• _EXERCISE TASK_: Please list every line in the entries below that contains the string "sign", treating uppercase and lowercase as different.
<<<<
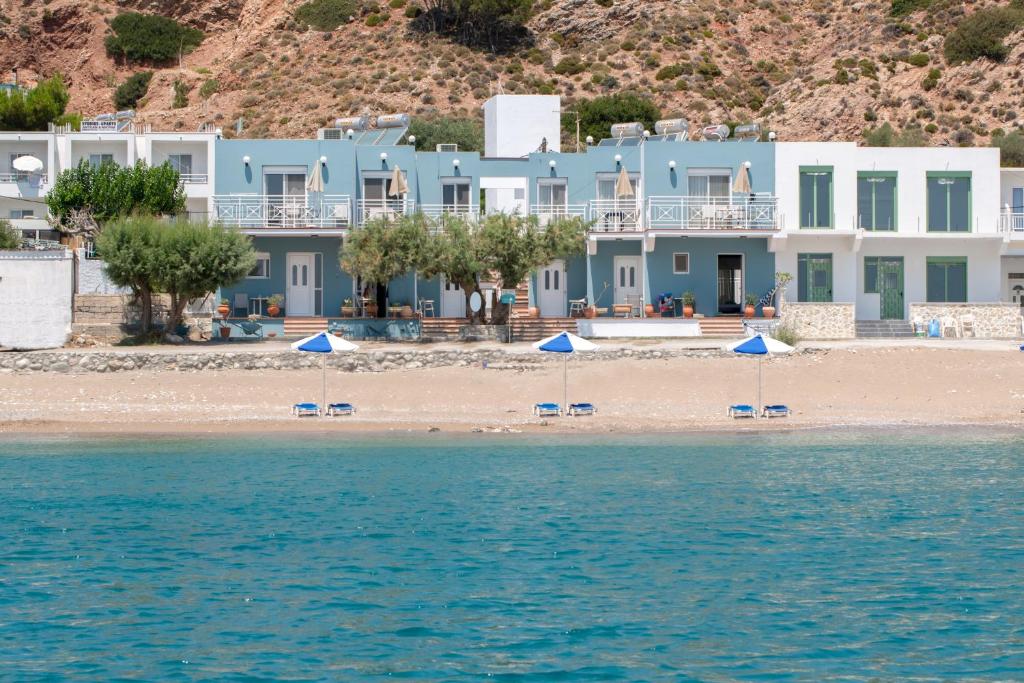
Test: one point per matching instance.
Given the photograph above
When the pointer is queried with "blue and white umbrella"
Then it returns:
(324, 343)
(564, 343)
(759, 345)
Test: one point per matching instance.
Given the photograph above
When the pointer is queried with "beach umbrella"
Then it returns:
(324, 343)
(398, 186)
(759, 345)
(623, 185)
(28, 164)
(564, 343)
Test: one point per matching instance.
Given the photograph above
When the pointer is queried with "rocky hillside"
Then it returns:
(807, 69)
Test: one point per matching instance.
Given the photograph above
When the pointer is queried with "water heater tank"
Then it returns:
(627, 130)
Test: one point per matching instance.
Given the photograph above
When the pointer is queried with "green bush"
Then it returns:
(597, 115)
(326, 14)
(10, 237)
(35, 109)
(467, 133)
(150, 38)
(132, 90)
(180, 94)
(980, 35)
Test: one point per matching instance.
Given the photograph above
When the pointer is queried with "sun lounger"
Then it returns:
(582, 409)
(340, 409)
(547, 410)
(777, 411)
(305, 410)
(741, 411)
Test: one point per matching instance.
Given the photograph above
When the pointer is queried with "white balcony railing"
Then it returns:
(274, 211)
(1011, 222)
(547, 212)
(370, 209)
(615, 215)
(754, 212)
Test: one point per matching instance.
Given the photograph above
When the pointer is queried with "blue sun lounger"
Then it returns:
(582, 409)
(742, 411)
(777, 411)
(340, 409)
(305, 410)
(547, 410)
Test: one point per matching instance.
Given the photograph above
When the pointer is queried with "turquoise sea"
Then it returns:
(887, 555)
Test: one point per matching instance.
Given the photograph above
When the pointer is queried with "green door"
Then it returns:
(891, 288)
(819, 278)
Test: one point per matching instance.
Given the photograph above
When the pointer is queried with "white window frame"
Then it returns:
(261, 256)
(681, 272)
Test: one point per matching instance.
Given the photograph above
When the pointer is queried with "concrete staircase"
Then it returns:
(884, 330)
(303, 327)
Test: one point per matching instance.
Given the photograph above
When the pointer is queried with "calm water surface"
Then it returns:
(894, 555)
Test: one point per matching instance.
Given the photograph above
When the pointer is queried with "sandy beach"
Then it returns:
(849, 384)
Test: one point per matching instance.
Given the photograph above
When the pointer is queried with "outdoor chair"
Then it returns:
(305, 411)
(581, 409)
(340, 409)
(547, 410)
(742, 411)
(776, 411)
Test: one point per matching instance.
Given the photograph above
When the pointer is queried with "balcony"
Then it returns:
(615, 215)
(283, 211)
(755, 212)
(1012, 222)
(370, 209)
(548, 212)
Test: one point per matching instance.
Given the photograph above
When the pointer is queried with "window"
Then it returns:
(709, 182)
(455, 193)
(948, 202)
(95, 161)
(947, 280)
(262, 268)
(553, 191)
(681, 263)
(814, 278)
(816, 197)
(180, 163)
(877, 201)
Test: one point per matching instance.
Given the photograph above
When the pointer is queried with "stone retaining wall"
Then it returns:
(820, 321)
(991, 321)
(373, 361)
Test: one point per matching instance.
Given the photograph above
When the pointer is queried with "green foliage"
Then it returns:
(34, 110)
(150, 38)
(467, 133)
(904, 7)
(1011, 148)
(10, 237)
(180, 94)
(981, 34)
(598, 115)
(111, 191)
(209, 87)
(326, 14)
(132, 90)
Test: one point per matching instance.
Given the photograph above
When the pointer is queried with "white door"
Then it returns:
(627, 280)
(551, 283)
(300, 290)
(453, 300)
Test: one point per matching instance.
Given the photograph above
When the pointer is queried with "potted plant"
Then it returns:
(688, 302)
(751, 306)
(347, 308)
(273, 304)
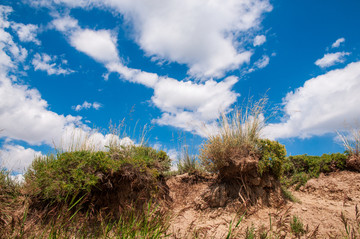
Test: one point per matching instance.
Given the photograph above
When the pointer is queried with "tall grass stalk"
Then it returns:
(351, 141)
(239, 131)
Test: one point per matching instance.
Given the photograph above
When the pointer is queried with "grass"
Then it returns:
(300, 168)
(87, 191)
(297, 227)
(238, 133)
(188, 163)
(351, 142)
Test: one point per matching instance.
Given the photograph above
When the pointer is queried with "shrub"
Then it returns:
(297, 227)
(9, 200)
(70, 176)
(188, 163)
(351, 142)
(272, 157)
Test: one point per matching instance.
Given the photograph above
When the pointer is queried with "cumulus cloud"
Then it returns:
(24, 115)
(338, 42)
(184, 104)
(44, 62)
(26, 33)
(331, 59)
(10, 52)
(262, 62)
(190, 105)
(75, 138)
(259, 40)
(16, 158)
(201, 34)
(99, 45)
(86, 105)
(323, 105)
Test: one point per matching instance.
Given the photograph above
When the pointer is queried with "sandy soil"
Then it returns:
(322, 201)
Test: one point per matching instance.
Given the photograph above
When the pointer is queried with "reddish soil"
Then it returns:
(322, 201)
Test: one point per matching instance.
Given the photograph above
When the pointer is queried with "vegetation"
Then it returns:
(300, 168)
(351, 142)
(188, 163)
(238, 134)
(85, 192)
(272, 157)
(297, 227)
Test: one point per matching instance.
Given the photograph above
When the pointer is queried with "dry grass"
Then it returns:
(351, 142)
(239, 131)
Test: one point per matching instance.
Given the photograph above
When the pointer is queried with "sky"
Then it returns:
(166, 69)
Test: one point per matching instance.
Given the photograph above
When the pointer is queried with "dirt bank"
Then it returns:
(321, 202)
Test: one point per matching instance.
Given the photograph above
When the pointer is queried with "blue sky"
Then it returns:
(67, 67)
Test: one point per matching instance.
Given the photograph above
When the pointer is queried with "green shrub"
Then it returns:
(272, 157)
(188, 163)
(298, 169)
(297, 227)
(67, 176)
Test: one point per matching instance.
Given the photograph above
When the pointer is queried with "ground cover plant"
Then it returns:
(299, 169)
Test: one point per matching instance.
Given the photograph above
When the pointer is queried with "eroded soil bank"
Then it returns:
(321, 202)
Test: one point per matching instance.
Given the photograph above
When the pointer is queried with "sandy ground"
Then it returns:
(322, 201)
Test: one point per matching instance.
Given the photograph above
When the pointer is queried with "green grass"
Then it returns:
(300, 168)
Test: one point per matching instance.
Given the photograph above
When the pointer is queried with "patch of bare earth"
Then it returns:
(322, 200)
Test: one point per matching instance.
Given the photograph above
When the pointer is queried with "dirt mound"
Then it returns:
(205, 205)
(322, 201)
(353, 162)
(340, 186)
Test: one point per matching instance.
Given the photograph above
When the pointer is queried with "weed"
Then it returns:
(288, 195)
(297, 227)
(238, 133)
(300, 168)
(272, 157)
(188, 163)
(250, 232)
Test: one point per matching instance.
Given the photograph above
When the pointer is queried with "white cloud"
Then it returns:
(338, 42)
(44, 62)
(202, 34)
(323, 105)
(66, 24)
(259, 40)
(99, 45)
(26, 33)
(134, 75)
(331, 59)
(86, 105)
(189, 105)
(78, 138)
(24, 115)
(16, 158)
(10, 53)
(262, 62)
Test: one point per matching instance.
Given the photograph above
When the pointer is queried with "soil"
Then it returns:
(321, 202)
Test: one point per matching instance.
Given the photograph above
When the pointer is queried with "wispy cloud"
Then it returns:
(44, 62)
(26, 33)
(86, 105)
(259, 40)
(325, 104)
(338, 42)
(331, 59)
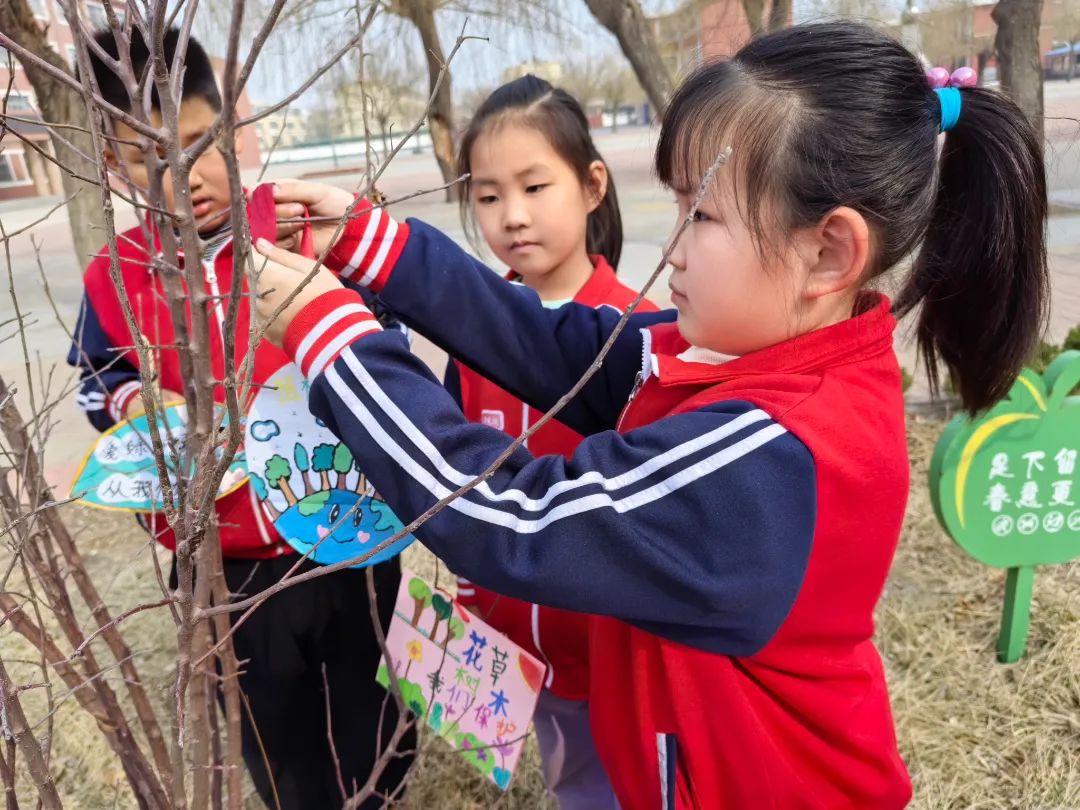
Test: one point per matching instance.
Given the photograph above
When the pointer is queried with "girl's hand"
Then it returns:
(279, 274)
(325, 205)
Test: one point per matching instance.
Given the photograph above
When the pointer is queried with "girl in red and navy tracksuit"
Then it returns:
(732, 525)
(543, 201)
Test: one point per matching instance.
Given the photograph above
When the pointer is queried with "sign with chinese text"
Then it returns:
(119, 472)
(472, 686)
(308, 482)
(1007, 486)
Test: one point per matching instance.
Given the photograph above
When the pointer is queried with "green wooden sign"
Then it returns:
(1006, 486)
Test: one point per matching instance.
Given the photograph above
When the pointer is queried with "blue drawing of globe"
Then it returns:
(348, 524)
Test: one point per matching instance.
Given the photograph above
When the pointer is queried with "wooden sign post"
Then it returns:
(1006, 486)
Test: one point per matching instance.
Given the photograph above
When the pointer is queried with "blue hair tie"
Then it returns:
(950, 102)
>>>>
• _RESPONSE TO THIS EXERCISE_:
When the pointer is queried with "sign with chinese text"
When the pointer is queried with "green wooden sign"
When the pointer is queried with "wooden sign post"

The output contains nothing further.